Your output should be the line with "of the shadowed" and all following lines of the data below, through the end, repeated exactly.
== Segment start ==
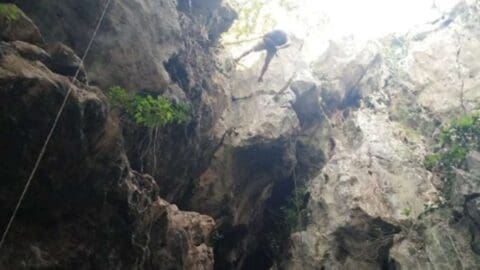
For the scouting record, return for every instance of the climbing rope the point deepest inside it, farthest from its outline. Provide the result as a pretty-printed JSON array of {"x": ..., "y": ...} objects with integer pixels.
[{"x": 55, "y": 122}]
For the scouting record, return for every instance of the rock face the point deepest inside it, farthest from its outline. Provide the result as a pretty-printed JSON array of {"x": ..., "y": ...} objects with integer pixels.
[
  {"x": 86, "y": 208},
  {"x": 374, "y": 206},
  {"x": 344, "y": 139}
]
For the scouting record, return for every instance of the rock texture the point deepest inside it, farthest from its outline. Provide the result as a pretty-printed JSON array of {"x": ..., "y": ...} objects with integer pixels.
[
  {"x": 86, "y": 208},
  {"x": 349, "y": 133},
  {"x": 374, "y": 206}
]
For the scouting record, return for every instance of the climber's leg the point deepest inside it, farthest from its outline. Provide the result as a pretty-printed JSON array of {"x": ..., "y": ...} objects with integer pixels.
[
  {"x": 259, "y": 47},
  {"x": 268, "y": 59}
]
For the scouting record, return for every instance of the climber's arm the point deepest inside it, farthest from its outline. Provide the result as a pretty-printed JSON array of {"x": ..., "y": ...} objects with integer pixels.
[{"x": 268, "y": 59}]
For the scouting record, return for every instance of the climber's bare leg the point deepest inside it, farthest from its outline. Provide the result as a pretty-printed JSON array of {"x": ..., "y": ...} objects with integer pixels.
[
  {"x": 260, "y": 46},
  {"x": 268, "y": 59}
]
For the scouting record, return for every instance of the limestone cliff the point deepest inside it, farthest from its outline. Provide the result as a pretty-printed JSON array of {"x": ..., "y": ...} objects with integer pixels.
[{"x": 319, "y": 167}]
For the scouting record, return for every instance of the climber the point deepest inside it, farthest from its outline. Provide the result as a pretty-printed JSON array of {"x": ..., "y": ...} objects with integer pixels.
[{"x": 271, "y": 42}]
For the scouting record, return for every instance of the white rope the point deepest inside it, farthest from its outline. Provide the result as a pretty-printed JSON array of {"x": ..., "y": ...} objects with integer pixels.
[{"x": 59, "y": 113}]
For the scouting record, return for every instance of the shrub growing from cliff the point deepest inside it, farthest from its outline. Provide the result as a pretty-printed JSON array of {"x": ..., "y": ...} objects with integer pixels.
[
  {"x": 148, "y": 111},
  {"x": 456, "y": 140},
  {"x": 10, "y": 11}
]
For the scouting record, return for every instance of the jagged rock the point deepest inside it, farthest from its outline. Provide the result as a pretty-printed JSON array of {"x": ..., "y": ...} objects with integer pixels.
[
  {"x": 86, "y": 208},
  {"x": 15, "y": 25},
  {"x": 382, "y": 107},
  {"x": 64, "y": 61}
]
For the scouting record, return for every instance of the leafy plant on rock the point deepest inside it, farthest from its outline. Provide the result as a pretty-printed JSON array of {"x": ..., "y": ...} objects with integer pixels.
[
  {"x": 456, "y": 140},
  {"x": 148, "y": 111}
]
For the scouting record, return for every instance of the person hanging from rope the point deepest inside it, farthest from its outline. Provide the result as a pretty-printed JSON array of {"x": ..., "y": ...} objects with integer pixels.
[{"x": 271, "y": 42}]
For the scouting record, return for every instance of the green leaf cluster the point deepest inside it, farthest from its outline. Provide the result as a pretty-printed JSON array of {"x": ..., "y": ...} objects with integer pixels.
[
  {"x": 294, "y": 211},
  {"x": 148, "y": 111},
  {"x": 456, "y": 140},
  {"x": 11, "y": 11}
]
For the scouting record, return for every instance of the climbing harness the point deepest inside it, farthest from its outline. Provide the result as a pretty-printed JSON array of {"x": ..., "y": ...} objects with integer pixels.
[{"x": 55, "y": 122}]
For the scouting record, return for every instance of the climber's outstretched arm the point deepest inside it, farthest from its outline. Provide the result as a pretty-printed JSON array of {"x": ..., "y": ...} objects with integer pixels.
[
  {"x": 268, "y": 59},
  {"x": 244, "y": 54}
]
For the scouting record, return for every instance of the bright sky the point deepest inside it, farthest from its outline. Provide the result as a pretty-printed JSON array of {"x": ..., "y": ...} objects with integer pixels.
[{"x": 318, "y": 21}]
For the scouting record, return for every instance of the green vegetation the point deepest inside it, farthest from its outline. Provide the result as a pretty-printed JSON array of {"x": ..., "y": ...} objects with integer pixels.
[
  {"x": 148, "y": 111},
  {"x": 456, "y": 140},
  {"x": 11, "y": 11},
  {"x": 294, "y": 211}
]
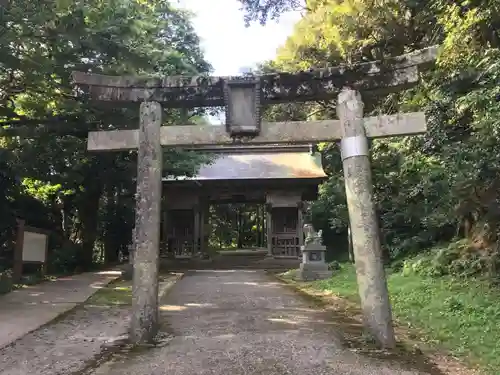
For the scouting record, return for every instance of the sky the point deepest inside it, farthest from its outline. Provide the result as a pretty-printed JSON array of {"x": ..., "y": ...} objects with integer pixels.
[{"x": 230, "y": 46}]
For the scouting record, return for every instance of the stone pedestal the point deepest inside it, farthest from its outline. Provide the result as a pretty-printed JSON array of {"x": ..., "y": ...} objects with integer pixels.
[{"x": 313, "y": 266}]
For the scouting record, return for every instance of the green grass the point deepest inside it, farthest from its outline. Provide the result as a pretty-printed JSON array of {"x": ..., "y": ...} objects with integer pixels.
[
  {"x": 116, "y": 293},
  {"x": 461, "y": 316}
]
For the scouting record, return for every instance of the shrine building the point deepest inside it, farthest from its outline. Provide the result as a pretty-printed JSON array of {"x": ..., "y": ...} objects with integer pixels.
[{"x": 278, "y": 178}]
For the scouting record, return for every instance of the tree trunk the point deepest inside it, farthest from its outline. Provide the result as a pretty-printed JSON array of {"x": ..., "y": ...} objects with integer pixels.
[{"x": 89, "y": 215}]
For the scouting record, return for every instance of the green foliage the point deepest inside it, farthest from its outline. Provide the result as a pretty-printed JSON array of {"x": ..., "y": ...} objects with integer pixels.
[
  {"x": 48, "y": 177},
  {"x": 432, "y": 188},
  {"x": 458, "y": 315}
]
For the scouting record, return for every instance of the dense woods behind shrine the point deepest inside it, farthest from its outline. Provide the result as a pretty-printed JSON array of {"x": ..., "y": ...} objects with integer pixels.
[{"x": 437, "y": 195}]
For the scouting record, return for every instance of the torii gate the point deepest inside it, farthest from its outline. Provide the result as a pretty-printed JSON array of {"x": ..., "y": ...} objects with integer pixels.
[{"x": 243, "y": 98}]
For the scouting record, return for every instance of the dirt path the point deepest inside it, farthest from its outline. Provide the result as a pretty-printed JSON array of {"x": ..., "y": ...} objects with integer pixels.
[{"x": 241, "y": 323}]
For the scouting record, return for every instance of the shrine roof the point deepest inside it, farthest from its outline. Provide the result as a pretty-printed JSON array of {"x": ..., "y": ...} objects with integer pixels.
[{"x": 257, "y": 166}]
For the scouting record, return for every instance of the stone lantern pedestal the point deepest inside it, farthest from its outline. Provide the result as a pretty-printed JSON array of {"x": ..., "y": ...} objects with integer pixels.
[{"x": 313, "y": 266}]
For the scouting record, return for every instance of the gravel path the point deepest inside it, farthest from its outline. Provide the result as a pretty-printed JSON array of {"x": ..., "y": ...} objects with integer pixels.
[
  {"x": 242, "y": 323},
  {"x": 67, "y": 345}
]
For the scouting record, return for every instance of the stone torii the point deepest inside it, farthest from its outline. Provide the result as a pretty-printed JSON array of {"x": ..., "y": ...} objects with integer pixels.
[{"x": 243, "y": 98}]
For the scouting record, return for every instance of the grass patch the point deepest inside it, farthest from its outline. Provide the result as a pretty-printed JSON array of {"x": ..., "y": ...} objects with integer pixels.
[
  {"x": 460, "y": 316},
  {"x": 114, "y": 294}
]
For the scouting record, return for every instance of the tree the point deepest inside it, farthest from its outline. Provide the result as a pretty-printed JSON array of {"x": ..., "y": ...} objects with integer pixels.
[{"x": 437, "y": 186}]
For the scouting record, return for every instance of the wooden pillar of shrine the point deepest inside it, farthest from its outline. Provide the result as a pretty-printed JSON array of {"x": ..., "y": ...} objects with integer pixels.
[
  {"x": 205, "y": 227},
  {"x": 300, "y": 224},
  {"x": 197, "y": 235}
]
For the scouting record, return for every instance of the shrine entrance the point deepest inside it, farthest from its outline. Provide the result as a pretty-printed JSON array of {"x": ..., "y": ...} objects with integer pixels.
[
  {"x": 244, "y": 98},
  {"x": 278, "y": 180}
]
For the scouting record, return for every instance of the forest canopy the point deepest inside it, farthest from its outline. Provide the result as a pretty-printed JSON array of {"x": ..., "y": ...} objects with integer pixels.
[{"x": 432, "y": 189}]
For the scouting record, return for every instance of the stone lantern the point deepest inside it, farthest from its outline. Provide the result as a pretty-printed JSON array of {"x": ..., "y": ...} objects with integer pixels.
[{"x": 313, "y": 266}]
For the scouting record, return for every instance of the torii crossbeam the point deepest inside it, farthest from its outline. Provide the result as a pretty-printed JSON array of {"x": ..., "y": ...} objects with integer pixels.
[{"x": 243, "y": 98}]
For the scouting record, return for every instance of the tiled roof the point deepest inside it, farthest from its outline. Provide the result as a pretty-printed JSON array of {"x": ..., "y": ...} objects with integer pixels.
[{"x": 269, "y": 165}]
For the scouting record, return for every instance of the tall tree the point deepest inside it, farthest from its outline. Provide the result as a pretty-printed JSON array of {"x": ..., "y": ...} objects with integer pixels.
[{"x": 45, "y": 126}]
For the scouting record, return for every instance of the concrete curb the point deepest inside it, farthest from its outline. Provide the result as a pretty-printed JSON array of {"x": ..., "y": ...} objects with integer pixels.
[
  {"x": 62, "y": 314},
  {"x": 163, "y": 290}
]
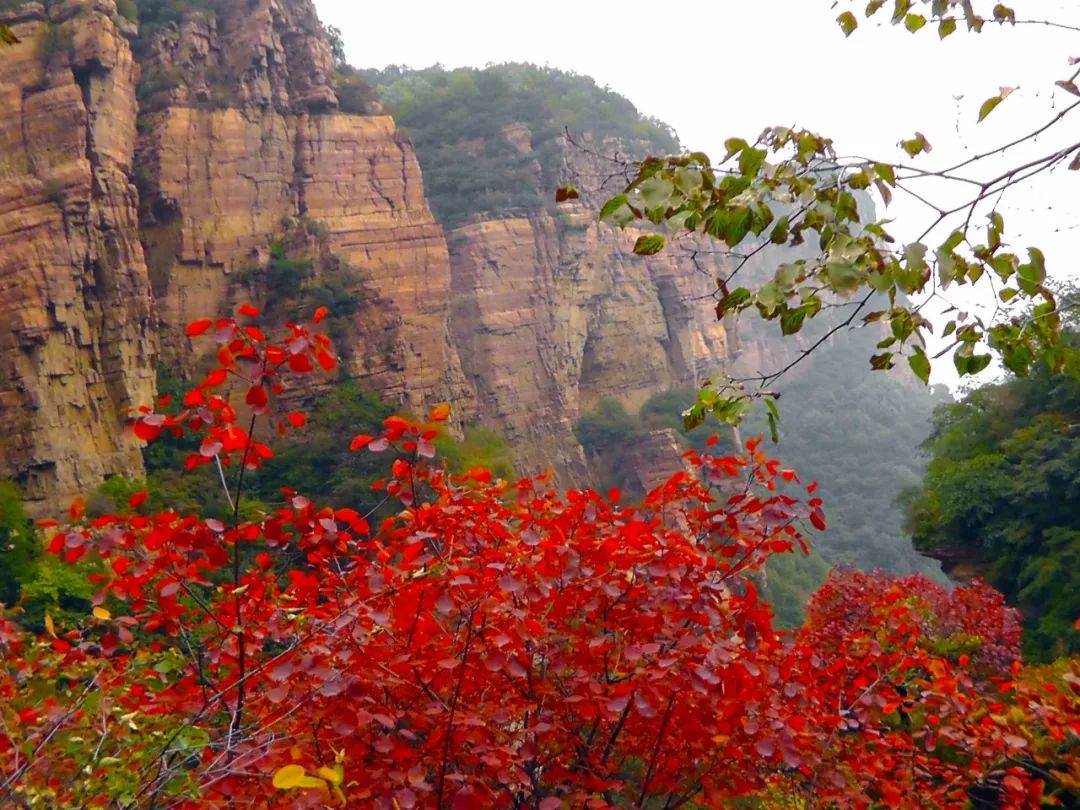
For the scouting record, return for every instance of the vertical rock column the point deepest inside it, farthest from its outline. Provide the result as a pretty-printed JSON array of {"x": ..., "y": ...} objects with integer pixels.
[{"x": 77, "y": 332}]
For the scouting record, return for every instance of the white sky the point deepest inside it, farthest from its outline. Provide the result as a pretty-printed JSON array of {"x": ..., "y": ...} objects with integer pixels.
[{"x": 724, "y": 68}]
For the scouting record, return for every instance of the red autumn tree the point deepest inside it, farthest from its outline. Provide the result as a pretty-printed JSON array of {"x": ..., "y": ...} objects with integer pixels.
[{"x": 502, "y": 644}]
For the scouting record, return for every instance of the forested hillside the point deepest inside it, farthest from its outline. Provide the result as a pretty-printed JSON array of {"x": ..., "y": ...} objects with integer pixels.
[
  {"x": 467, "y": 127},
  {"x": 855, "y": 432}
]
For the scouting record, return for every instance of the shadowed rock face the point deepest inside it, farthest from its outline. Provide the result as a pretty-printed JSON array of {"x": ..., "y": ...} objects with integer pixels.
[{"x": 77, "y": 327}]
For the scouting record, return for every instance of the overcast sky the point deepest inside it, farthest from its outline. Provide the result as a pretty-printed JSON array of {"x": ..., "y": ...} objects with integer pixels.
== Segment end ==
Response to the exercise ->
For the scouting record, return for every instance of the shadowed rock face the point deepest inside it, farthest from its outline. Provide the result as a pretty-printed JSON array of {"x": ..., "y": ...} objects with integer pixels.
[{"x": 77, "y": 327}]
For the scouting record, return for every instance of the overcast sky the point deepest inside it, farthest from its outline. Provide the result as a pretty-printed JSON array of {"x": ..., "y": ...} objects with integer pixels.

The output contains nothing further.